▶ **DIRECTION 1**
Can you transcribe the part of the retirement text starting at "The classic idea" and ending at "on their savings."?
▶ **DIRECTION 2**
According to the first sentence of the retirement text, which activities make up the stereotype of retirement?

▶ **SOURCE EXCERPT**
========================================================================

The stereotype for retirement is fishing, gardening, horseback riding or playing golf — and not doing much else.
The classic idea of retirement as a life of uninterrupted leisure is evolving. With people living longer, they’re more active in early retirement, and many choose to focus this energy on a retirement lifestyle much different from the stereotype. They do volunteer work, start new businesses (preferably that don’t require a lot of capital), take care of their grandkids during the day or work part-time to stay busy. Of course, many retirees work part-time to reduce the strain on their savings.
How much do you need to retire? In 2006, Lee Eisenberg published a book on the subject titled “The Number,” prompting many to ponder how much they’ll need. Today, financial services companies run TV ads saying you should know that number. While this may be a bit oversimplified, it has some validity.
The resources needed for retirement vary widely with individuals and circumstances, but there are some established ways of estimating how much you’ll need and how much you can spend:
• Retirement income — from all sources, including an investment portfolio that you’ll gradually cash in during retirement — can be expressed as a percentage of the final working income (less than 100 percent because you’ll be drawing Social Security and possibly other benefits, such as pensions). Estimates of this percentage tend to range up to 85 percent. If you’re paying a lot of greens fees and going on a lot of cruises, you’ll probably need the full 85 percent, if not more. But if you’re involved in a post-career pursuit that brings in some money, you may be able to get by with less.

========================================================================

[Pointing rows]
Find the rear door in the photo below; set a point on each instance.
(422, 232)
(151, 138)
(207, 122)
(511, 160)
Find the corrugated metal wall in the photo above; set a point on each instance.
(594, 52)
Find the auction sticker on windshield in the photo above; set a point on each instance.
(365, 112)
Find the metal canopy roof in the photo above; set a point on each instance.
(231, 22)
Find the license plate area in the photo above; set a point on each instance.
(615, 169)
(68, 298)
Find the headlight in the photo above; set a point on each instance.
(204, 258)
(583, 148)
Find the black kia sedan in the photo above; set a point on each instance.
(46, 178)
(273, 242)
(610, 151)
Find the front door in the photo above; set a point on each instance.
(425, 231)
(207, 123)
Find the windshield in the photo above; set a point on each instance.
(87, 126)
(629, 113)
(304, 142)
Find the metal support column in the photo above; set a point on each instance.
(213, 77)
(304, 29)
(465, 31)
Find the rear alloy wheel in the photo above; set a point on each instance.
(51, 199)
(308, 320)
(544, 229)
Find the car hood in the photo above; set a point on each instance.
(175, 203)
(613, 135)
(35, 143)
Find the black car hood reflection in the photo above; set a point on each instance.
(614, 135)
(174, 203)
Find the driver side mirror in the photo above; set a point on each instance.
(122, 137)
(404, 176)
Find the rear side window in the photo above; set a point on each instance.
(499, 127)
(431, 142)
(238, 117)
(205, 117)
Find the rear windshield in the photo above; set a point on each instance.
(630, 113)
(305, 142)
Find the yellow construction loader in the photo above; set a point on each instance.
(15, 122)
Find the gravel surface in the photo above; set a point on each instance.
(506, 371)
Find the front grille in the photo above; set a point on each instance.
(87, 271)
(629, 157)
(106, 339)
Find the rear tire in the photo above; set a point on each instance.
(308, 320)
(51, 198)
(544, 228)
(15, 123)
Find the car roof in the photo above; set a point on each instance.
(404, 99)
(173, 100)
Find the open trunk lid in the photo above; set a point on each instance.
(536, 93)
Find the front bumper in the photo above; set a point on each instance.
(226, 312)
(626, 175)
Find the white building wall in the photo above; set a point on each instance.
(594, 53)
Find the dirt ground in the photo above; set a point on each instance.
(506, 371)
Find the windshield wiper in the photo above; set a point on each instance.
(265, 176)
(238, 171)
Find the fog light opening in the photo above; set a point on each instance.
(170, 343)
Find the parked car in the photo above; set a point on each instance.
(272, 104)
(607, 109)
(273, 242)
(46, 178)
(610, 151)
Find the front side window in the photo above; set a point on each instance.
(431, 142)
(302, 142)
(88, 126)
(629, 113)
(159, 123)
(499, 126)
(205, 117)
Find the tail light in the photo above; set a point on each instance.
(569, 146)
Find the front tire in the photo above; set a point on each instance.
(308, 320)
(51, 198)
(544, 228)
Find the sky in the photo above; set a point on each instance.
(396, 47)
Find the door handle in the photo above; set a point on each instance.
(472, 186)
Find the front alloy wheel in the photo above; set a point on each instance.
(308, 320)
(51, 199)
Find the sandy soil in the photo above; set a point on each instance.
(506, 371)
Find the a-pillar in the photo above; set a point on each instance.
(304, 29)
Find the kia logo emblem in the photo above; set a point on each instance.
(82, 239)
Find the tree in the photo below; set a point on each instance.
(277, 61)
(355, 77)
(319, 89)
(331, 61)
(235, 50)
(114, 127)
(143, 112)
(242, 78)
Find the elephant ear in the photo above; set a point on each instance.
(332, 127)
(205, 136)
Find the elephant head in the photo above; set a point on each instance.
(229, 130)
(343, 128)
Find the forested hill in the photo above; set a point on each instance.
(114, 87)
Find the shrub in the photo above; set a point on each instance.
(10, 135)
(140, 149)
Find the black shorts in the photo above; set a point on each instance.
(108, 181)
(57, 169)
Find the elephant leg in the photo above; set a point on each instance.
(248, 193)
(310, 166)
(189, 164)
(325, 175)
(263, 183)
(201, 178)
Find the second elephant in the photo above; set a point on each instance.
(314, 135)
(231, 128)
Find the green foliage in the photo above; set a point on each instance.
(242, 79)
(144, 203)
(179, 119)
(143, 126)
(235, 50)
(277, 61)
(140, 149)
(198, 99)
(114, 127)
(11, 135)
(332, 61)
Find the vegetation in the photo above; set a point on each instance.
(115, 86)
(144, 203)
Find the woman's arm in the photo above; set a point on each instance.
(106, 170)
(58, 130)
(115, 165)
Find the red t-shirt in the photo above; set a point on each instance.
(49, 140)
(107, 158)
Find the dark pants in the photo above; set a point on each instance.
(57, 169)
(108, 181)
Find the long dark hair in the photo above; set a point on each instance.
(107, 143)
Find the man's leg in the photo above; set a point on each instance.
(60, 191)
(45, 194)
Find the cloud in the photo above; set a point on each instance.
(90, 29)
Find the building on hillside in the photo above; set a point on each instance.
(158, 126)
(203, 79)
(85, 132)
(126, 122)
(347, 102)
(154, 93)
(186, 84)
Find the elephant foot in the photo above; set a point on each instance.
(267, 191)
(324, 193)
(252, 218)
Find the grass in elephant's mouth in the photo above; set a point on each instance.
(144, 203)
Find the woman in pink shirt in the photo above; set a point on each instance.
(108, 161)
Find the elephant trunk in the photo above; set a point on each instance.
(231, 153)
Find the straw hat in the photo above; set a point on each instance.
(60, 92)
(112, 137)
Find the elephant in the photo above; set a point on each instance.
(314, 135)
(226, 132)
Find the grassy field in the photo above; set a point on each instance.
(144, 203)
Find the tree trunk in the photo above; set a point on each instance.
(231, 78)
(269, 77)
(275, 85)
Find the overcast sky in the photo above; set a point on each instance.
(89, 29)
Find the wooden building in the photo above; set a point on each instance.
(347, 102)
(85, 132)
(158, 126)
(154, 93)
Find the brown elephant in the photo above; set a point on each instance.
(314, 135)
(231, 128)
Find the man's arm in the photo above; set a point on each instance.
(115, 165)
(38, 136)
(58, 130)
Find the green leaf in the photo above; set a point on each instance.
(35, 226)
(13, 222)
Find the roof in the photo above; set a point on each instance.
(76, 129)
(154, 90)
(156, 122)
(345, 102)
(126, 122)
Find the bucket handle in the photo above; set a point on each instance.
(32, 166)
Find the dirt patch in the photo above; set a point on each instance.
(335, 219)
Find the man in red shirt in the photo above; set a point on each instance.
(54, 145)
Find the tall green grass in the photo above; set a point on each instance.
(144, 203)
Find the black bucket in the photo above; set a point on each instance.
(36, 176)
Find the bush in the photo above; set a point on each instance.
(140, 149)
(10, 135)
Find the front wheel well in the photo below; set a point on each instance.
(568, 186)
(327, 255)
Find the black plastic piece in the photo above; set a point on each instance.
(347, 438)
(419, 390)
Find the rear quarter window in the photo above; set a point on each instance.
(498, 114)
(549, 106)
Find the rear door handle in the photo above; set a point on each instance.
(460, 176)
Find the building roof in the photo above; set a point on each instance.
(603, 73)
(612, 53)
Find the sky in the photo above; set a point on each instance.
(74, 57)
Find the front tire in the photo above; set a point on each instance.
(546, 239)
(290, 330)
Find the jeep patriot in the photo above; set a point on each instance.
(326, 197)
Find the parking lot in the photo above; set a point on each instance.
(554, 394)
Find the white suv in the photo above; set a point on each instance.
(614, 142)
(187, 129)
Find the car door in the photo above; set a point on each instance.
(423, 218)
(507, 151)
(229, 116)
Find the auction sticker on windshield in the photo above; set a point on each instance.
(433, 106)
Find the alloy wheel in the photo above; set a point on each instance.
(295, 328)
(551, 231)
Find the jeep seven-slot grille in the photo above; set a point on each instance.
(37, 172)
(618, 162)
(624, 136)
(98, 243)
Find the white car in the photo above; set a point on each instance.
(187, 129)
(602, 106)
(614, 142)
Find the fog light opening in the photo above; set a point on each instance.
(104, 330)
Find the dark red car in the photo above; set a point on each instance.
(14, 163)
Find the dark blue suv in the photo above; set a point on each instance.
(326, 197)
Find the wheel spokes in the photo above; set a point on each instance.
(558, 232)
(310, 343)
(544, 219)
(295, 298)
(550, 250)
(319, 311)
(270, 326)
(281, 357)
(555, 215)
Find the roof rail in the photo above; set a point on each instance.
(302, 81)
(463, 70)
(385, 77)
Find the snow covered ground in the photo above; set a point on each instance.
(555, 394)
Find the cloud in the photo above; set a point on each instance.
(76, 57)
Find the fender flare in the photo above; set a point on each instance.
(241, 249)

========================================================================

▶ **COMPLETE OUTPUT 1**
The classic idea of retirement as a life of uninterrupted leisure is evolving. With people living longer, they’re more active in early retirement, and many choose to focus this energy on a retirement lifestyle much different from the stereotype. They do volunteer work, start new businesses (preferably that don’t require a lot of capital), take care of their grandkids during the day or work part-time to stay busy. Of course, many retirees work part-time to reduce the strain on their savings.

▶ **COMPLETE OUTPUT 2**
Fishing, gardening, horseback riding and playing golf.